* Start TEXT *

Brands have always been faced by a serious challenge when it comes to measuring the success of marketing activities, whether that’s by sales generated or ROI. The first issue is which model to go with? Last, first or somewhere in between? Whichever model a business uses is essentially trying to simplify a complex of different customer journeys into a single point of measurement, while ignoring the vast amount of ‘other’ contact points that consumer might have with the brand. As such, each model can tell a different story so it’s important that brands keep an open mind in order to truly understand the true performance of marketing.
To illustrate this issue, in my own field of expertise, email marketing, the most common models include a range of different element, from types of action (sent, opens, clicks), timeframe (days, weeks, months from action) and order of touch (first, last, any). The most popular way to track attribution when it comes to email is measuring by behaviour or conversion as a result of an email click. However, this can still be problematic because in the real world not everyone will click through from your email to go on and make a purchase immediately.

* End TEXT *

§ **TASKS AND EXERCISES**
1/ In the marketing attribution text, what is the most popular way to track attribution for email?
2/ Extract verbatim the portion of the marketing attribution text starting with "To illustrate this" and going on through "a purchase immediately.".

* Start SUPPLIED RECORDS *

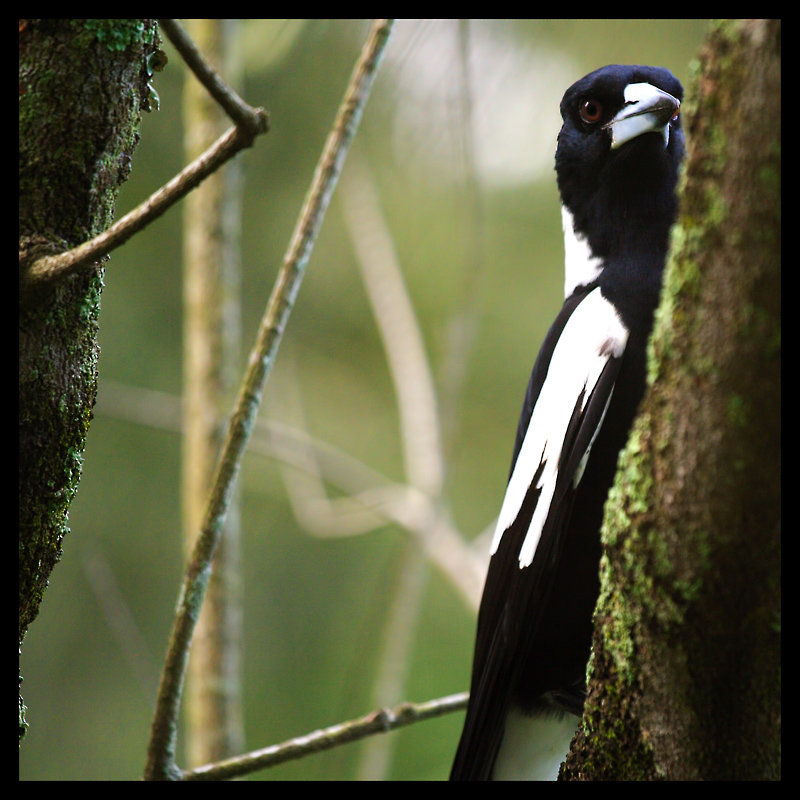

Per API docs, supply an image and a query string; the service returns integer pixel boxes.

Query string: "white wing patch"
[491,287,628,569]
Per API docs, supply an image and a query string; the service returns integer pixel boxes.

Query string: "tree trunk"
[564,20,781,780]
[19,19,158,735]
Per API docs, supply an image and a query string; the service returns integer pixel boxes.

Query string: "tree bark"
[563,20,781,780]
[19,19,158,735]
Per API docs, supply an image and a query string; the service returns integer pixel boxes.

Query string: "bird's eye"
[580,100,603,125]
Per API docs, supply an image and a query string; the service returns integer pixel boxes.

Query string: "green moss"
[83,19,152,52]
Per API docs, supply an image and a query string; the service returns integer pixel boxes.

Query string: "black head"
[556,64,684,254]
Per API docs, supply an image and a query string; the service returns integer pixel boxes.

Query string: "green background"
[20,20,706,780]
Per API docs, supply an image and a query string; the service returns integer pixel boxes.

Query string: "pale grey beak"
[603,83,681,150]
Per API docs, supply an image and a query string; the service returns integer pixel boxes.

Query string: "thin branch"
[158,19,266,138]
[341,153,445,498]
[145,20,391,779]
[95,380,484,611]
[182,692,469,781]
[20,20,269,288]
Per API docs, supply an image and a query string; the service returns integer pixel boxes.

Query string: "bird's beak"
[603,83,681,150]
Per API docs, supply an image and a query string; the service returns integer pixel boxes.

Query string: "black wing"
[451,289,627,780]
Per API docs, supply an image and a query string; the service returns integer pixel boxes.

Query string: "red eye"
[580,100,603,124]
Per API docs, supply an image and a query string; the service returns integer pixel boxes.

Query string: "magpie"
[450,64,685,780]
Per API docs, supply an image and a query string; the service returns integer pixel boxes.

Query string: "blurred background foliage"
[20,20,706,780]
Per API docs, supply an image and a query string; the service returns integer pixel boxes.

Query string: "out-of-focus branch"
[182,692,468,781]
[20,20,269,288]
[145,20,391,780]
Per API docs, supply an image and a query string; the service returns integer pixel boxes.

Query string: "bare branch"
[182,692,468,781]
[20,20,269,288]
[158,19,267,139]
[145,20,391,779]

* End SUPPLIED RECORDS *

§ **LIST OF SOLUTIONS**
1/ Measuring behavior or conversion resulting from an email click.

2/
To illustrate this issue, in my own field of expertise, email marketing, the most common models include a range of different element, from types of action (sent, opens, clicks), timeframe (days, weeks, months from action) and order of touch (first, last, any). The most popular way to track attribution when it comes to email is measuring by behaviour or conversion as a result of an email click. However, this can still be problematic because in the real world not everyone will click through from your email to go on and make a purchase immediately.